▸ **Exercise brief**
From the start of the material up to and including the line with "pixel 205 215", write the lines out again with every "stork's tail" swapped for "bird's tail" and nothing else altered.

----- Material shown

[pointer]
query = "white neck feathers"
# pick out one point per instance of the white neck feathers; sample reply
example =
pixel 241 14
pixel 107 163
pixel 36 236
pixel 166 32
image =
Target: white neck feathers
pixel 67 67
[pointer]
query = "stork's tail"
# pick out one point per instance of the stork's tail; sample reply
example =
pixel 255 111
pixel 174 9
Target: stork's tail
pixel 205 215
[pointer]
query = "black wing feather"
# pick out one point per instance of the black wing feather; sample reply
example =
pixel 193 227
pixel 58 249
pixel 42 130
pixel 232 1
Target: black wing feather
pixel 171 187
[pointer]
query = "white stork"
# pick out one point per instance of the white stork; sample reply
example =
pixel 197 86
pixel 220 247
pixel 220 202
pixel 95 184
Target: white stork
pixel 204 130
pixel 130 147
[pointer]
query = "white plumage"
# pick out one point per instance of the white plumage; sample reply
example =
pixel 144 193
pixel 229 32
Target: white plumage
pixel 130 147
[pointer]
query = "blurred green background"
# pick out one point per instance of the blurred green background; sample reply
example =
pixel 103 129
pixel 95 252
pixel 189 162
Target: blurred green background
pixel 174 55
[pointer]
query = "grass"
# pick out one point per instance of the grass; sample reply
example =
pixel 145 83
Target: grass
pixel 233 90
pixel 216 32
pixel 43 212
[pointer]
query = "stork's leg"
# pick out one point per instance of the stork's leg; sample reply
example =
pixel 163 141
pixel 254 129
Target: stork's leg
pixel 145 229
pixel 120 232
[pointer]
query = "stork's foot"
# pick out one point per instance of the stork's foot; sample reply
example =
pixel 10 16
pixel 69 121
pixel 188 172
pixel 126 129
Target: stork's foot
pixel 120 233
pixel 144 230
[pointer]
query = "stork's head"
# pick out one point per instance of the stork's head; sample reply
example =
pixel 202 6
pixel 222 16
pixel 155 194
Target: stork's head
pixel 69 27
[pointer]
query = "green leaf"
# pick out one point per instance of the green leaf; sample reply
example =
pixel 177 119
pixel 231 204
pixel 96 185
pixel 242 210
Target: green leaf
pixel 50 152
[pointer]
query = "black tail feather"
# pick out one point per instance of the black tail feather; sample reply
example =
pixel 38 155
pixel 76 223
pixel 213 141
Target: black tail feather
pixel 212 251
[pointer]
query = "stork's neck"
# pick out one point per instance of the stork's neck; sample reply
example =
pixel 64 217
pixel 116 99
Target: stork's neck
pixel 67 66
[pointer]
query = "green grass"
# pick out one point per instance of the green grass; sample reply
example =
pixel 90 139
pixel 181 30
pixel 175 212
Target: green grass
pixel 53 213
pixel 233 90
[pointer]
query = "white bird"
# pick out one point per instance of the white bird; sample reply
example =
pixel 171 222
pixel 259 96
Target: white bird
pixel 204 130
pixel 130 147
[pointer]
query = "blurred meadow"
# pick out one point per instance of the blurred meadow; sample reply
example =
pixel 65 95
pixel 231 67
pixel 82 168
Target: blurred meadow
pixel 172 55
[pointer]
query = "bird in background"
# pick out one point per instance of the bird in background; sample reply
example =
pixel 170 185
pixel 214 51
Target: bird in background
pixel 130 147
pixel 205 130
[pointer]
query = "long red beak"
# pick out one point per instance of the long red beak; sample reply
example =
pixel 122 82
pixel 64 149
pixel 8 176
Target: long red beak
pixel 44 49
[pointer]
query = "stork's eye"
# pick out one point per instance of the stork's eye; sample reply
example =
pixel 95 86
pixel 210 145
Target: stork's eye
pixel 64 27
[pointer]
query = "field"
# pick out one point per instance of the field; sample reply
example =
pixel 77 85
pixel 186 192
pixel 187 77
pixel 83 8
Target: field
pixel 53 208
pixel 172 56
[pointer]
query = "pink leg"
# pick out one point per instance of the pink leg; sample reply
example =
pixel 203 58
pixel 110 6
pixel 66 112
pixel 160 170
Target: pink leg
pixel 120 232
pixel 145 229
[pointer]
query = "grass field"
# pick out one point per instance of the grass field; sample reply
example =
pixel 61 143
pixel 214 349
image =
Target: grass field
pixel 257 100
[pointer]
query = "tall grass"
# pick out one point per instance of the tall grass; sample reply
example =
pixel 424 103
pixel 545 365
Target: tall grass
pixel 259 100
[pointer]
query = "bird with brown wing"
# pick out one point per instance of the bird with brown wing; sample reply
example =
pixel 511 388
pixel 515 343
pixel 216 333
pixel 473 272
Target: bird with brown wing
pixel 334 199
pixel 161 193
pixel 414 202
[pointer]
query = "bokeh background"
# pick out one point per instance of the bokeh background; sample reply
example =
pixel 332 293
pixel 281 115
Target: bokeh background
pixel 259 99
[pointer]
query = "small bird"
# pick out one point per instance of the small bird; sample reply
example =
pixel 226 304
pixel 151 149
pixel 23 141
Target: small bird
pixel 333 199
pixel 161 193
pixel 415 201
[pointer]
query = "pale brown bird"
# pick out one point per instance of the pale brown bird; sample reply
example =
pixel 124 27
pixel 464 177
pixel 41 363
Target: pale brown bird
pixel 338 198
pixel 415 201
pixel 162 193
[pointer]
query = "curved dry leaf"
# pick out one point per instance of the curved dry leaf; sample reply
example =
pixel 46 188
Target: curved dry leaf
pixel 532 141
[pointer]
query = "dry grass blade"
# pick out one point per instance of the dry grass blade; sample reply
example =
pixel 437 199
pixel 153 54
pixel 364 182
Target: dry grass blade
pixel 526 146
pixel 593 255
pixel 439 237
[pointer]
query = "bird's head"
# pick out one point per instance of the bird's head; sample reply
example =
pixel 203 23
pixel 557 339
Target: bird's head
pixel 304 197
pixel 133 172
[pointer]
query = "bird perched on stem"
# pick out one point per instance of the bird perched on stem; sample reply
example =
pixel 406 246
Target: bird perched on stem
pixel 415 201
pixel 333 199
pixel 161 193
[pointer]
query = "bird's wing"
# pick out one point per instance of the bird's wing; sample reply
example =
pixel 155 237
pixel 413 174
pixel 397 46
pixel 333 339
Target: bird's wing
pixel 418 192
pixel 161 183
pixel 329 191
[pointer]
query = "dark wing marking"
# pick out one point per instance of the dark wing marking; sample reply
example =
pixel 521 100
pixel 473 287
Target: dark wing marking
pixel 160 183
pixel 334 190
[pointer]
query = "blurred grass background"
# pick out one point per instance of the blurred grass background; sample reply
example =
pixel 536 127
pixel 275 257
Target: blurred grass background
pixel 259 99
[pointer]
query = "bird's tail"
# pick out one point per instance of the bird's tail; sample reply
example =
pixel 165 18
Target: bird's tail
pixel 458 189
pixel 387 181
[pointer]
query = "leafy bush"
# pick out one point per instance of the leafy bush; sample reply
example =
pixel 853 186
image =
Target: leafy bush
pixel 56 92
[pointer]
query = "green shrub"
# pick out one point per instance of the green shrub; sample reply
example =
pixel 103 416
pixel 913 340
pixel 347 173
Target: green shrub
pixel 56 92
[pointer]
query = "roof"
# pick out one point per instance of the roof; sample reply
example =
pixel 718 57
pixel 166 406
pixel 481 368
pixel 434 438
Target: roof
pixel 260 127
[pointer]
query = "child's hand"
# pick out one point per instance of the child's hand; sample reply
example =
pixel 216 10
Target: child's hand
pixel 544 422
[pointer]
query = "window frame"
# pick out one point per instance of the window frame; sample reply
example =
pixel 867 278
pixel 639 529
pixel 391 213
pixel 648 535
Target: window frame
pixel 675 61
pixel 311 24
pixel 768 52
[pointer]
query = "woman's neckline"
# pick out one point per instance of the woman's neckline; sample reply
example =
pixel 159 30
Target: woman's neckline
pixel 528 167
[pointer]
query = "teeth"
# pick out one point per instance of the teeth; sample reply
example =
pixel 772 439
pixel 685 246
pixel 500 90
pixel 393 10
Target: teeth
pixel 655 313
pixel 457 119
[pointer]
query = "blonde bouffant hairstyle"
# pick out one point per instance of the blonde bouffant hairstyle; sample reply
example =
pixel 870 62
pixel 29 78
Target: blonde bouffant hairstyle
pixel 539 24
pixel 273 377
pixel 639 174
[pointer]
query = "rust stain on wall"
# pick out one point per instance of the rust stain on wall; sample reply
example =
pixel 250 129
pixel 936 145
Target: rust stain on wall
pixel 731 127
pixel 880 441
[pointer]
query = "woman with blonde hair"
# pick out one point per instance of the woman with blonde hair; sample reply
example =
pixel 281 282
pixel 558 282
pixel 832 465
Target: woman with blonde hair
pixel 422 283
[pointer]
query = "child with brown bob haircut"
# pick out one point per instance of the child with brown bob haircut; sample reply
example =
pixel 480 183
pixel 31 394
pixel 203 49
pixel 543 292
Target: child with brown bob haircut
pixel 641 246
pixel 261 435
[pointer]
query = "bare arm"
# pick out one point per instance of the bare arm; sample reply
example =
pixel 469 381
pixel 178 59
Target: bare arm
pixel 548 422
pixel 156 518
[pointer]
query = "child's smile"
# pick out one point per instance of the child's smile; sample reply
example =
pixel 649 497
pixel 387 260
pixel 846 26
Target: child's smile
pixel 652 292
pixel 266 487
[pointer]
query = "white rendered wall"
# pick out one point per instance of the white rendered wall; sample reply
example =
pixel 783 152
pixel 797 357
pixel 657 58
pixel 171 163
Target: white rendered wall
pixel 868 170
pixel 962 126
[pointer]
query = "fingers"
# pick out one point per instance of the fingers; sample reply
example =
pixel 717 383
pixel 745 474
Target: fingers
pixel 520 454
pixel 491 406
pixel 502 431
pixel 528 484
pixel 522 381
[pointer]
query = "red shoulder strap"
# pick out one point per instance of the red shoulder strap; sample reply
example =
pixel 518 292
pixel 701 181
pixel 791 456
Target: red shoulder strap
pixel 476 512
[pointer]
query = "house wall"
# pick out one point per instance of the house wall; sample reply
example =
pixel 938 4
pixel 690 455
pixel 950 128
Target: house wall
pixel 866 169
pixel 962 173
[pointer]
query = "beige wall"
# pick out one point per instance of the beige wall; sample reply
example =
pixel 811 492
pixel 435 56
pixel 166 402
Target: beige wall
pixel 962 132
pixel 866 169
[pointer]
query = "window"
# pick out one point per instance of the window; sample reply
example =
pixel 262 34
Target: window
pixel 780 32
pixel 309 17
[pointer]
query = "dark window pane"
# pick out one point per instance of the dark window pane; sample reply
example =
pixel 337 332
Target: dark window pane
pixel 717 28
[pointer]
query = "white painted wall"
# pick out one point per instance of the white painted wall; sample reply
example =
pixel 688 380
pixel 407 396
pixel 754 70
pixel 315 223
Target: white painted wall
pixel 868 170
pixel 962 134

----------

▸ **Task output**
[pointer]
query = "white neck feathers"
# pick out one point per instance of the white neck feathers; sample reply
example =
pixel 241 14
pixel 107 163
pixel 36 236
pixel 166 32
image =
Target: white neck feathers
pixel 67 67
[pointer]
query = "bird's tail"
# pick out one point per instance of the bird's tail; sample reply
example =
pixel 255 111
pixel 174 9
Target: bird's tail
pixel 205 215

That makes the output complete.